EXERCISE AIM — Return each line exactly, from the one that has "Task: Q: Indicate the overlapping" through the end of the entries, both ends included. Pictures do not belong.
== ENTRIES SHOWN ==
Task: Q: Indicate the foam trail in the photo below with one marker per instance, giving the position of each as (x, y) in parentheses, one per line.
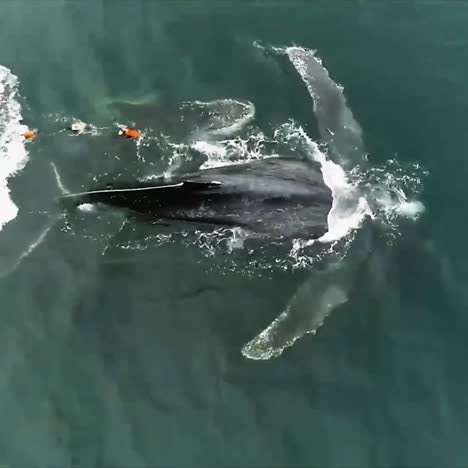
(58, 179)
(337, 124)
(237, 125)
(29, 249)
(13, 154)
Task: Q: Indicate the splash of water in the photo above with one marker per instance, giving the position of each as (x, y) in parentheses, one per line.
(13, 154)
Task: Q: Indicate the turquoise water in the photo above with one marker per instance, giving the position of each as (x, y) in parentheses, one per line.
(118, 349)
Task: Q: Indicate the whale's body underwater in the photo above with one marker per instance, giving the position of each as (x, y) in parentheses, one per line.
(277, 197)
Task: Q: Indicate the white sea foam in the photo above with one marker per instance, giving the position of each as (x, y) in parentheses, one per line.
(13, 153)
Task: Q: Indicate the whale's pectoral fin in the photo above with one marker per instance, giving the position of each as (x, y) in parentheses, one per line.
(305, 313)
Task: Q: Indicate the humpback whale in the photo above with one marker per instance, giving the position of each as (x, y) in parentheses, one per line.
(275, 197)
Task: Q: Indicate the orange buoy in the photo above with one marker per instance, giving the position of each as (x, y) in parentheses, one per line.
(130, 132)
(30, 134)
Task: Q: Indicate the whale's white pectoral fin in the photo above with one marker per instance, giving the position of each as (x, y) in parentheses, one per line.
(307, 310)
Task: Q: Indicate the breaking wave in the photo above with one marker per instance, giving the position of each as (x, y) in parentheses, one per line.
(13, 154)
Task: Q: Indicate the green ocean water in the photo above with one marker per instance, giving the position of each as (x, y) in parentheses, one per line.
(130, 357)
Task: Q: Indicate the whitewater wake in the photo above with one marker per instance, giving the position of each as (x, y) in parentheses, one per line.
(13, 154)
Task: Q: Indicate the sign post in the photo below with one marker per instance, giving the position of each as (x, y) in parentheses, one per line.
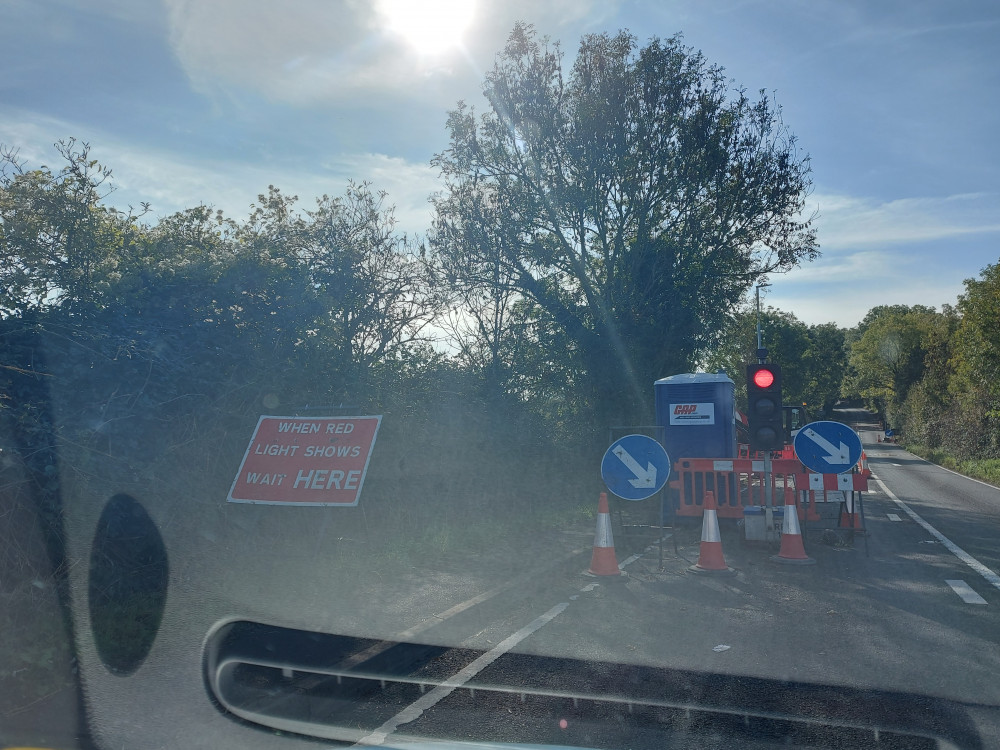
(306, 461)
(827, 447)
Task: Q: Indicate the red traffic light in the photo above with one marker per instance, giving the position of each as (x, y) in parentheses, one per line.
(763, 378)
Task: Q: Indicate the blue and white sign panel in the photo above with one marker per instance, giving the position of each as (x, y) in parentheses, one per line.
(827, 447)
(635, 467)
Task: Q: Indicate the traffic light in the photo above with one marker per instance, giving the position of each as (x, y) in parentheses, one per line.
(764, 414)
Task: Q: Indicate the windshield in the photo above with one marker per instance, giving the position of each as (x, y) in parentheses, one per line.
(566, 373)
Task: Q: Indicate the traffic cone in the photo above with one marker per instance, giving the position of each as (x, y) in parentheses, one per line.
(849, 517)
(603, 562)
(710, 558)
(792, 552)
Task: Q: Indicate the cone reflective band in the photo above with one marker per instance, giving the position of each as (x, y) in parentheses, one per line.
(763, 378)
(603, 561)
(764, 414)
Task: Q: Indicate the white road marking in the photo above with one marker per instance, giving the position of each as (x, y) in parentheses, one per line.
(961, 554)
(965, 591)
(446, 688)
(430, 699)
(628, 561)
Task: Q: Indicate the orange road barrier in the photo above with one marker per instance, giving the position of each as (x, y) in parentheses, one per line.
(792, 552)
(710, 557)
(603, 562)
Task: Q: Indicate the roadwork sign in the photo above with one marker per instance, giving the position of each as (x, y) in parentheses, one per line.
(306, 461)
(635, 467)
(827, 447)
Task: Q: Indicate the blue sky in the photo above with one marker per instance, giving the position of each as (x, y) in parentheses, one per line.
(210, 101)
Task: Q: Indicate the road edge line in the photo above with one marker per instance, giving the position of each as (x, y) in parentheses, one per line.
(413, 711)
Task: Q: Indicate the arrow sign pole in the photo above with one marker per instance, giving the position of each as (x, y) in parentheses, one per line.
(643, 477)
(835, 455)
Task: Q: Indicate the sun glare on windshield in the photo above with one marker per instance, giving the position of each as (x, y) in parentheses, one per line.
(432, 27)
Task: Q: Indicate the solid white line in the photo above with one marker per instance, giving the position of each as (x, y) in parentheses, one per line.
(446, 688)
(965, 591)
(957, 551)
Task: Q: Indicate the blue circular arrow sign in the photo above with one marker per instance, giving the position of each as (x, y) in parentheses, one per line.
(635, 467)
(827, 447)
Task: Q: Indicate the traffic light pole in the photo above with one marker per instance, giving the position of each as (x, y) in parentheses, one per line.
(768, 499)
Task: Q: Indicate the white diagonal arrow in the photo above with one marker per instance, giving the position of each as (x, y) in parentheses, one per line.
(644, 477)
(834, 455)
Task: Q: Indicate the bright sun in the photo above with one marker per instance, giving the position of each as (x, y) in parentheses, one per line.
(430, 26)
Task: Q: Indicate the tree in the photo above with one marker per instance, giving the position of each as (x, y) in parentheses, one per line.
(889, 354)
(812, 357)
(634, 202)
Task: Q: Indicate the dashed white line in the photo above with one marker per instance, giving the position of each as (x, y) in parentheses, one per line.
(961, 554)
(965, 591)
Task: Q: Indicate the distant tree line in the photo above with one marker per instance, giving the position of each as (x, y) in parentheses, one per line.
(598, 226)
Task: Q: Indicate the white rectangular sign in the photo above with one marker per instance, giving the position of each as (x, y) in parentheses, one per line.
(692, 413)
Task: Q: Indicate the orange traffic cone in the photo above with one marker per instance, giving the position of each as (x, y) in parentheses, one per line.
(792, 552)
(603, 562)
(710, 558)
(849, 516)
(808, 511)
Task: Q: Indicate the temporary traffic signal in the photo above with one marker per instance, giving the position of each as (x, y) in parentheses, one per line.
(764, 415)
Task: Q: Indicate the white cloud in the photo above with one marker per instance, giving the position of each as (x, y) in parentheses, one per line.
(847, 222)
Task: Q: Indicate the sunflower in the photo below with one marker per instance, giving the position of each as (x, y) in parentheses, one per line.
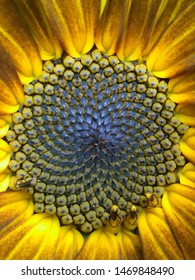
(97, 148)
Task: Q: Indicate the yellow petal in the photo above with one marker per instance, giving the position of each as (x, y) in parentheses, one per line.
(11, 93)
(130, 244)
(186, 114)
(187, 175)
(5, 154)
(187, 145)
(35, 17)
(101, 245)
(157, 240)
(69, 244)
(15, 208)
(110, 26)
(4, 180)
(179, 206)
(35, 238)
(5, 121)
(167, 13)
(173, 54)
(137, 29)
(15, 37)
(181, 89)
(74, 23)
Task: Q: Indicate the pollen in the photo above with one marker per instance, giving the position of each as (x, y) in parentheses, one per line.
(95, 141)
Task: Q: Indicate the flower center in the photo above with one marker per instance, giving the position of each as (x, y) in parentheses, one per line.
(96, 139)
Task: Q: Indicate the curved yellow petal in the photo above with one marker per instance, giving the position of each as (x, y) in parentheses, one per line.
(5, 121)
(69, 244)
(181, 89)
(187, 175)
(179, 206)
(35, 238)
(11, 93)
(74, 23)
(187, 145)
(130, 243)
(34, 15)
(186, 114)
(157, 240)
(5, 154)
(167, 13)
(15, 208)
(137, 29)
(17, 40)
(4, 180)
(174, 53)
(101, 245)
(110, 26)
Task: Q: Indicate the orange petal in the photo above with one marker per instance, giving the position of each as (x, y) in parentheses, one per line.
(15, 208)
(5, 154)
(173, 54)
(5, 121)
(35, 17)
(130, 244)
(167, 13)
(69, 244)
(179, 206)
(187, 175)
(187, 145)
(35, 238)
(186, 114)
(101, 245)
(17, 40)
(157, 240)
(74, 23)
(137, 29)
(110, 26)
(11, 93)
(181, 89)
(4, 180)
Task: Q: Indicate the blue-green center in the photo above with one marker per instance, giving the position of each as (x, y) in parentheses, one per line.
(95, 132)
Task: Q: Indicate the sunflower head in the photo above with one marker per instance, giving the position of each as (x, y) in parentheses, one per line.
(96, 126)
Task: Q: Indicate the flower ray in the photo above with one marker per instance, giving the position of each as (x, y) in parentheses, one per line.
(74, 23)
(179, 208)
(18, 42)
(156, 237)
(173, 54)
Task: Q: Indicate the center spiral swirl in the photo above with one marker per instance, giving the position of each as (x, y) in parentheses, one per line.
(95, 132)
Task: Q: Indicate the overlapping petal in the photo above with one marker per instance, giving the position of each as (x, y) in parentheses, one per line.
(34, 15)
(130, 244)
(181, 89)
(74, 23)
(179, 206)
(5, 155)
(69, 244)
(4, 180)
(5, 121)
(11, 93)
(174, 53)
(101, 245)
(18, 42)
(156, 236)
(187, 145)
(110, 27)
(186, 114)
(24, 235)
(137, 28)
(167, 13)
(187, 175)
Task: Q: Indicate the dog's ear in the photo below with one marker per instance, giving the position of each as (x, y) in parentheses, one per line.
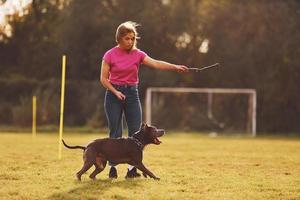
(144, 125)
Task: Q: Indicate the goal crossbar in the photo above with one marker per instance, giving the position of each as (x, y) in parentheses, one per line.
(252, 93)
===
ANSWER SPACE —
Task: Q: Indicate the overlapping petal in the photo above with one marker per instance, giving the position of each as (x, y) in parentheses, one per line.
(34, 15)
(130, 244)
(181, 89)
(74, 23)
(179, 206)
(5, 155)
(69, 244)
(4, 180)
(5, 121)
(11, 93)
(174, 53)
(101, 245)
(18, 42)
(156, 236)
(187, 145)
(110, 27)
(186, 114)
(24, 235)
(137, 28)
(167, 13)
(187, 175)
Task: Q: Indicate the dog's ear in the photo below with one marker per instance, giving the position of each as (x, y) in parentheses, one per line.
(144, 125)
Task: Q: Indicate the goal crossbar in the photo above with one marker per instance, giving the position of each as (x, y) in parentheses, one per line.
(252, 93)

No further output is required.